How Islamic State Became ‘The Best-Funded Terrorist Group in History’

September 7, 2014

6 min read

By Dmitriy Shapiro/JNS.org/Washington Jewish Week

After months of rampaging through Iraq and stoking international fears that the Islamic State terrorist group could spread, a combination of Iraqi and Kurdish security forces, aided by targeted United States airstrikes, appear to have pushed back the self-proclaimed caliphate’s rampage in the region.

Yet Islamic State’s potential reach and brutal tactics continue to worry lawmakers and analysts. The terrorist group, experts say, has managed to brilliantly leverage its acquisitions—including land grabs, hostages, and oil—in a style that is part mafia tactics, part bureaucratic wile. So far, the group continues to be well-armed, flush with cash, and in possession of American and European captives.

→ **Given data**:
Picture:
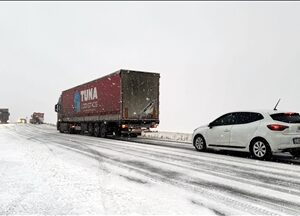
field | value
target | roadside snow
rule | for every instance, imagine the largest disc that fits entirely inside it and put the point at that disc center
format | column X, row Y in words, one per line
column 172, row 136
column 38, row 177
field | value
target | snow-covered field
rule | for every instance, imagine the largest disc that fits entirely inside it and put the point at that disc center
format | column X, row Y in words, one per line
column 45, row 172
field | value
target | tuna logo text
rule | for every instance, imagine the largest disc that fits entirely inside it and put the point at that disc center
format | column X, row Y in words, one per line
column 89, row 94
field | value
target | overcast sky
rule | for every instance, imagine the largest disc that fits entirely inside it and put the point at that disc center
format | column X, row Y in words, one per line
column 213, row 57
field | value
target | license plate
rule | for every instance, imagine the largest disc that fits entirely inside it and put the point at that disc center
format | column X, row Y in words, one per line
column 296, row 140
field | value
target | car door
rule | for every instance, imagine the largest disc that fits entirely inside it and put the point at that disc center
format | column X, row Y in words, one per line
column 218, row 134
column 242, row 132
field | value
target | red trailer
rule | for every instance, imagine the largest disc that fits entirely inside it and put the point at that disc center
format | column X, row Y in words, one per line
column 37, row 118
column 124, row 102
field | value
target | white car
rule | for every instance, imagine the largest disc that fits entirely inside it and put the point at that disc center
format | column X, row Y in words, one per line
column 259, row 132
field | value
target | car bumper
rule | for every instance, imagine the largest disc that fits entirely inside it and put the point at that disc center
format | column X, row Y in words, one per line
column 284, row 144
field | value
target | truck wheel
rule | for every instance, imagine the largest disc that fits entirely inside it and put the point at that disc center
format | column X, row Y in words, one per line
column 102, row 131
column 260, row 149
column 96, row 130
column 295, row 153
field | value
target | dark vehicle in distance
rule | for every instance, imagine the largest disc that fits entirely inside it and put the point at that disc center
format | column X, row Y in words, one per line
column 124, row 102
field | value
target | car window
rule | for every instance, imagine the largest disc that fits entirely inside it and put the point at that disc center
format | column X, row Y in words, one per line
column 247, row 117
column 227, row 119
column 286, row 117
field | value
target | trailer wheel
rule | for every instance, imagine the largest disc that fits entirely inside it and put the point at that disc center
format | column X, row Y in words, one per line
column 103, row 130
column 96, row 130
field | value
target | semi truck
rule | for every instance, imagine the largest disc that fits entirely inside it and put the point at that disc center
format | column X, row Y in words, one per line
column 125, row 102
column 4, row 116
column 37, row 118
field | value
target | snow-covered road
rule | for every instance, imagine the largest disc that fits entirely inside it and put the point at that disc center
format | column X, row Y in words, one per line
column 45, row 172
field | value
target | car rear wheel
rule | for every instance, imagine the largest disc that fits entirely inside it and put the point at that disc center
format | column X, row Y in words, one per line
column 261, row 150
column 199, row 143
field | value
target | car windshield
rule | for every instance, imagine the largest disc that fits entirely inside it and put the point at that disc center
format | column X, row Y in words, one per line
column 286, row 117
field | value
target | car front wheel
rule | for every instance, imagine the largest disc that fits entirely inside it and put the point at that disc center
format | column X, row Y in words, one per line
column 260, row 149
column 199, row 143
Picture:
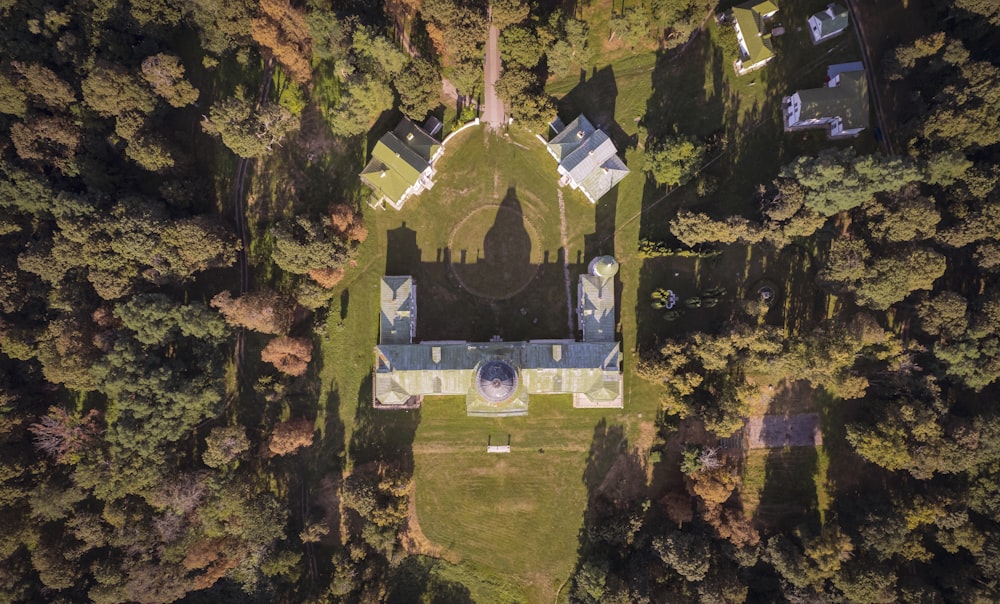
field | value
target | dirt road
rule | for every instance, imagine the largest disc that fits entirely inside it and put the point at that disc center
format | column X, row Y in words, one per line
column 493, row 113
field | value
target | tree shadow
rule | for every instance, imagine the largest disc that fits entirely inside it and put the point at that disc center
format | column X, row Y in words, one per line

→ **Written task**:
Answer these questions about the article on Islamic State's funding above:
1. Which security forces, aided by targeted United States airstrikes, appear to have pushed back the group's rampage?
2. What three acquisitions do experts say the group has leveraged?
3. Captives of which nationalities does the group hold?

→ **Task result**:
1. Iraqi and Kurdish security forces.
2. Land grabs, hostages, and oil.
3. American and European.